── RECORDS PROVIDED ──

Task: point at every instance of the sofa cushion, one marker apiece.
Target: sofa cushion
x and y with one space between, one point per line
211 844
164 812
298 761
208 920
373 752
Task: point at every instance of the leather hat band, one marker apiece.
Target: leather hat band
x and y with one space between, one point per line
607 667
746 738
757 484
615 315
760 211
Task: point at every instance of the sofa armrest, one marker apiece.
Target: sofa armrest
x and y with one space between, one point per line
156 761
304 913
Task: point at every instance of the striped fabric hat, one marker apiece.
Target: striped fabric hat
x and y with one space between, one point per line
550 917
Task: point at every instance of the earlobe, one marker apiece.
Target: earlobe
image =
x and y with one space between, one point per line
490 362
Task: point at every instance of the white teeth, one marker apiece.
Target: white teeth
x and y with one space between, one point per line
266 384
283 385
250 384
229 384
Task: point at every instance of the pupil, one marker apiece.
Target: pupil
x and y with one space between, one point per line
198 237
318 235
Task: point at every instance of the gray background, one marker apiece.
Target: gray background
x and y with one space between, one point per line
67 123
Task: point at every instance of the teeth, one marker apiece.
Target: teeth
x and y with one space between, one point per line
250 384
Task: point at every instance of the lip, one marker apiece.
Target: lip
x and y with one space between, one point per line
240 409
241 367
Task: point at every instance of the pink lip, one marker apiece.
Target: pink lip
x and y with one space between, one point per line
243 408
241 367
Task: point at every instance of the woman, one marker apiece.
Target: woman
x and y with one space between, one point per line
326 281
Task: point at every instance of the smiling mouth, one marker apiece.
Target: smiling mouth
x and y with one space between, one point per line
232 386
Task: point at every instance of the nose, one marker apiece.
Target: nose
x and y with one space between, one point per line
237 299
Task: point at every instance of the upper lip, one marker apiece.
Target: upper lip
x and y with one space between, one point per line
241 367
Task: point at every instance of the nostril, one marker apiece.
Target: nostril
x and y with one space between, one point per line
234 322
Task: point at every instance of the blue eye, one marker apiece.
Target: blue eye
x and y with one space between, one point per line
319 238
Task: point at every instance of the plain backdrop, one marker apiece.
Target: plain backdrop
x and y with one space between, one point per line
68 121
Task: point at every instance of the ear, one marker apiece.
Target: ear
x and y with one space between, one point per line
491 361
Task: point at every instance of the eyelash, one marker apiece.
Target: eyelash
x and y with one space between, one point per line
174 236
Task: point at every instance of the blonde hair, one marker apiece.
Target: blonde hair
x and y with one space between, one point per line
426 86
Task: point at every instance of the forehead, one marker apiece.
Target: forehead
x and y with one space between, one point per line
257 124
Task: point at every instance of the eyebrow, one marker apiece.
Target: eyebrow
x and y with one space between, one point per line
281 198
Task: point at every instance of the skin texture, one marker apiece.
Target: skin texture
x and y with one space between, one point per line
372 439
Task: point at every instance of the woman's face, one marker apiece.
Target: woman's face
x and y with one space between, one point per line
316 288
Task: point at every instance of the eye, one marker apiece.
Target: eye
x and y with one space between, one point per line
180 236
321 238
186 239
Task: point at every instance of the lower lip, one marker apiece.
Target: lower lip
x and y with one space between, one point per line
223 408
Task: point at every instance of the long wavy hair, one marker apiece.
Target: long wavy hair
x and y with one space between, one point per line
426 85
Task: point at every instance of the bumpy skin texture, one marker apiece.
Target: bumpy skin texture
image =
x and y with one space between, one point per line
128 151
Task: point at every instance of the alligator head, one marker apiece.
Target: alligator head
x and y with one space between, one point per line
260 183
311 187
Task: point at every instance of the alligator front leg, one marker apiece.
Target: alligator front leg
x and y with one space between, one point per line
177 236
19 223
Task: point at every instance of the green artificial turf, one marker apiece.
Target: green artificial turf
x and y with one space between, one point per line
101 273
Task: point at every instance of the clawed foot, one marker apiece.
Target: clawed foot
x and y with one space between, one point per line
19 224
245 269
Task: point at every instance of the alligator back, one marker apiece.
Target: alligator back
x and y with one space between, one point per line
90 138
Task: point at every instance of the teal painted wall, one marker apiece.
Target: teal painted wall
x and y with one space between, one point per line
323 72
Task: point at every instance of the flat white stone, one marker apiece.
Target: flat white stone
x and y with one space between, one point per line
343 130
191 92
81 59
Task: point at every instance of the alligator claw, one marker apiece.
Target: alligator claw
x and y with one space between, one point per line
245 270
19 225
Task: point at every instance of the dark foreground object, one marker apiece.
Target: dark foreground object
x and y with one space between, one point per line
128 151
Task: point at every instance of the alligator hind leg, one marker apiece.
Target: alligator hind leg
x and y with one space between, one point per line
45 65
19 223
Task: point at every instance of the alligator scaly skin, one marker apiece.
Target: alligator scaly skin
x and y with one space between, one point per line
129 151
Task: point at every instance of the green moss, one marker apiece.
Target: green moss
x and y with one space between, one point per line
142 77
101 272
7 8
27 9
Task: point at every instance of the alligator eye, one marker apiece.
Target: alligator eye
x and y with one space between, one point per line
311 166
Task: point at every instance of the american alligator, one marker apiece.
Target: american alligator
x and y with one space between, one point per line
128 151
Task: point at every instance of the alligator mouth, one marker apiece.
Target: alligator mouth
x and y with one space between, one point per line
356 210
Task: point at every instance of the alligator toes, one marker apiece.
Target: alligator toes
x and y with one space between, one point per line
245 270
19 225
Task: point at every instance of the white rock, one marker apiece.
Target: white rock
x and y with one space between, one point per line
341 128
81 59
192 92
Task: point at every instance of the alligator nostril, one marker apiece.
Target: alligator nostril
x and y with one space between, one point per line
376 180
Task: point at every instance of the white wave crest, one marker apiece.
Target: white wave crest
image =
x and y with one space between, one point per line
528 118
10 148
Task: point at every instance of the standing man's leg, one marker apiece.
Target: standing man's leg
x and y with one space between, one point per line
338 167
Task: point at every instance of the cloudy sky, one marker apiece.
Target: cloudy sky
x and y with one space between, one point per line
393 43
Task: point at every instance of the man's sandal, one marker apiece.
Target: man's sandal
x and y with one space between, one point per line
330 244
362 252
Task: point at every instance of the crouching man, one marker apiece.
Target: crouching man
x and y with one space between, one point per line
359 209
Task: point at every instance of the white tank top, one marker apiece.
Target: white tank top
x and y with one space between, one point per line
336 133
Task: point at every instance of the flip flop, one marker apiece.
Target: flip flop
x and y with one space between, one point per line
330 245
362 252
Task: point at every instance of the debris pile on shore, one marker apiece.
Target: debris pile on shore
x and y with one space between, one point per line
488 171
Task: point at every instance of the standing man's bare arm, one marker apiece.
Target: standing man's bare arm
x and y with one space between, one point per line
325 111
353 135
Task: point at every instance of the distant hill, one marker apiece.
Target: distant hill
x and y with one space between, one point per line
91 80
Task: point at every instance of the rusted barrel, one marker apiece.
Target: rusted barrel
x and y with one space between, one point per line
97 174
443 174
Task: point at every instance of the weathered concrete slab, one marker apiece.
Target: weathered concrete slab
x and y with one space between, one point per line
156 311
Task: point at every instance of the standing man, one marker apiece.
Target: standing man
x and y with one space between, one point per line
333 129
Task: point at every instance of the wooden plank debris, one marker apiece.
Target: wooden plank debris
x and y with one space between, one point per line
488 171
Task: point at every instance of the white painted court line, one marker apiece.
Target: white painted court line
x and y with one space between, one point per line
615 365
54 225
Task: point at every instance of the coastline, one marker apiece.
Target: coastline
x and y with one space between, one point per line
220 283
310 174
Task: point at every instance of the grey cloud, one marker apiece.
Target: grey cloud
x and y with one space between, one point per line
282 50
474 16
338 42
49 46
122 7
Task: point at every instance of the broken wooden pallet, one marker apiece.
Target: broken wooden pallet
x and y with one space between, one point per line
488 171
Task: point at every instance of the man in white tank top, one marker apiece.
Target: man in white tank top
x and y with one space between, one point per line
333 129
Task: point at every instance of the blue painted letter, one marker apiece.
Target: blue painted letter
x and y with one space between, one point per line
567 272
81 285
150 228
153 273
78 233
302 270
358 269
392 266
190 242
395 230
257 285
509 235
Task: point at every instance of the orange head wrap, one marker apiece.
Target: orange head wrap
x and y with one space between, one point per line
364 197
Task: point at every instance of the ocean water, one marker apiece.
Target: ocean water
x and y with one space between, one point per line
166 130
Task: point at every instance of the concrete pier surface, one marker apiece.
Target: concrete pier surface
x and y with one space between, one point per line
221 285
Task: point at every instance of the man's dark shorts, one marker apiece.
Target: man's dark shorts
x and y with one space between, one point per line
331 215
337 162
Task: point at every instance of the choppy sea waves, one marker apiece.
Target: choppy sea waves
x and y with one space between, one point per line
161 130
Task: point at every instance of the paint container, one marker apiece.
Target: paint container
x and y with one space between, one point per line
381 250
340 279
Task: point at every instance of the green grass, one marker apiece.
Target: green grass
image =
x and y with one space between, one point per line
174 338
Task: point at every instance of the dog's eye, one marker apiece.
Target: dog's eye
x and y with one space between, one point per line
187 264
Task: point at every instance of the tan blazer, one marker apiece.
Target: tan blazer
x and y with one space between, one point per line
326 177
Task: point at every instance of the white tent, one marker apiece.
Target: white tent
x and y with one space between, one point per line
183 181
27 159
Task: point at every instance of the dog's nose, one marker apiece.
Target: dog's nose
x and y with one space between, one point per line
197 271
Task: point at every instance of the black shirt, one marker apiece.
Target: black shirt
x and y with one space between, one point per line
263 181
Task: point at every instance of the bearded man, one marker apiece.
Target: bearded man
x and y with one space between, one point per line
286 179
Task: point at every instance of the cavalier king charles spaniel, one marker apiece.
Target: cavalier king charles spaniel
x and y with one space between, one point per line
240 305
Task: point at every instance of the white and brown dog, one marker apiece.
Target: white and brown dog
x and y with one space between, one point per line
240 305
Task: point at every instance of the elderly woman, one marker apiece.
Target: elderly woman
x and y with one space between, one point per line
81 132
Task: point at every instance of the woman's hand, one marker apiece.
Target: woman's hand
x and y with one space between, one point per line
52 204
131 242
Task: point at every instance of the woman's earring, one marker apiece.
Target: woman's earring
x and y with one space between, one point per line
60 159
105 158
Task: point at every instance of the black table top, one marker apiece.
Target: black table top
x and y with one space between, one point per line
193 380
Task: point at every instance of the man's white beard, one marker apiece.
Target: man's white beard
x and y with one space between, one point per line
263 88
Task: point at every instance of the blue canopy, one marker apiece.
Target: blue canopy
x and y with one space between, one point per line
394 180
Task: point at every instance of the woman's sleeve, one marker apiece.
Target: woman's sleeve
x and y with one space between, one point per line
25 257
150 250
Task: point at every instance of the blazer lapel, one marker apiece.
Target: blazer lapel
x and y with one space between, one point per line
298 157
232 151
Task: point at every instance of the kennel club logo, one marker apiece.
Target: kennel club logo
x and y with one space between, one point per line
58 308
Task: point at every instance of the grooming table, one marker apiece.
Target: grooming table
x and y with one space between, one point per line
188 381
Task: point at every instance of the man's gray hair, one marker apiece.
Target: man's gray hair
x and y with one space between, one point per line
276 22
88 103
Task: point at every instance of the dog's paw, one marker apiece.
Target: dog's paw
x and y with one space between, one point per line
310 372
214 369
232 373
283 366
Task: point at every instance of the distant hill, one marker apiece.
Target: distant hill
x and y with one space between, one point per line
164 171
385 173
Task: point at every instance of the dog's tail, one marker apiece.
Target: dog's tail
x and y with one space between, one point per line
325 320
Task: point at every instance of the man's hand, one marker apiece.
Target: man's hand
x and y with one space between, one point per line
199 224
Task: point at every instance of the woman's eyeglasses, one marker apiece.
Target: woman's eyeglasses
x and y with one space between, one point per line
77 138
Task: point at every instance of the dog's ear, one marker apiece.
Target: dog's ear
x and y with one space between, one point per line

───

- **YOUR INSTRUCTIONS**
Both end lines included, restate word for word the lines above from the line with "Target: black shirt" to the line with "Task: point at every instance of the elderly", and nothing else.

- **EXPECTED ANSWER**
Target: black shirt
x and y with one space between, one point per line
263 181
Task: point at every instance of the bearded man, one marker apiece.
Target: bearded man
x and y with one space between, one point per line
286 179
Task: point at every instance of the cavalier king charles spaniel, one marker apiece.
Target: cavalier king charles spaniel
x and y with one space between, one point per line
240 305
Task: point at every instance of the white and brown dog, one marker apiece.
Target: white and brown dog
x and y with one space between, one point per line
240 305
Task: point at every instance of the elderly woman, one marker apiece.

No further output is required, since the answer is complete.